_Material for this task_:
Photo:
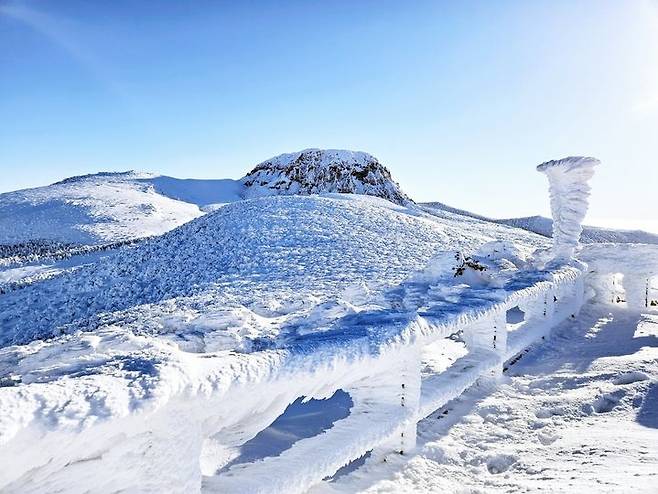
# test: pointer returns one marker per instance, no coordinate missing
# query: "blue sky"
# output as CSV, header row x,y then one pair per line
x,y
461,100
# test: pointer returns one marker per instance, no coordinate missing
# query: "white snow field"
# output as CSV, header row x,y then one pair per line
x,y
327,342
113,207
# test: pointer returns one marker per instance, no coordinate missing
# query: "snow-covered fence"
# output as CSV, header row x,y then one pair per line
x,y
389,383
623,272
183,433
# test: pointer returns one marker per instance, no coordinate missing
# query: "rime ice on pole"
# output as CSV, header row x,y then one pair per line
x,y
569,189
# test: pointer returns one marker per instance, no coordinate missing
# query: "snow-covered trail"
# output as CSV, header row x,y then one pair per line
x,y
579,413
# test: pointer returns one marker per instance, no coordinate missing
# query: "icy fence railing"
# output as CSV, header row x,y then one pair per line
x,y
177,433
384,380
630,270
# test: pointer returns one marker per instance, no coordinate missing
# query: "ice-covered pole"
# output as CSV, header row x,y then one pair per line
x,y
569,189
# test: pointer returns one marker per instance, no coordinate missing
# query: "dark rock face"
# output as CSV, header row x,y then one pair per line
x,y
314,171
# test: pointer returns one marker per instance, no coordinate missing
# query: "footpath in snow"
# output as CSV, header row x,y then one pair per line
x,y
578,413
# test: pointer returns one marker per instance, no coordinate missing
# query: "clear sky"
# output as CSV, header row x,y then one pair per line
x,y
461,100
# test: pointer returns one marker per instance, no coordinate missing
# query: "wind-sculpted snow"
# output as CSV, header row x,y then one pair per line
x,y
240,275
568,183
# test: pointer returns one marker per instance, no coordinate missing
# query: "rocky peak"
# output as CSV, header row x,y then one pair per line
x,y
314,171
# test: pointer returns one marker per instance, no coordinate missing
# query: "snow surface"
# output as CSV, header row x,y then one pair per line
x,y
93,209
113,207
248,272
314,171
578,413
160,366
544,226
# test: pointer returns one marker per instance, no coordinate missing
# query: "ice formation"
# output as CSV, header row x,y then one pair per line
x,y
569,189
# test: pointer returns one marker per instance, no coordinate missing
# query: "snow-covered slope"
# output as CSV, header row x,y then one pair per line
x,y
96,209
314,171
591,234
115,207
544,226
253,268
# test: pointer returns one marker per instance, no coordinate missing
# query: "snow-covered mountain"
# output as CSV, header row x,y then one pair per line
x,y
110,208
315,171
115,207
591,234
262,264
102,208
544,226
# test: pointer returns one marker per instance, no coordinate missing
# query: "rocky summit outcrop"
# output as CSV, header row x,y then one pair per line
x,y
315,171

_Aim of the exercise_: All lines above with the word "fence" need to be reported.

_Output below_:
# query: "snow-covered fence"
# query: "icy fence railing"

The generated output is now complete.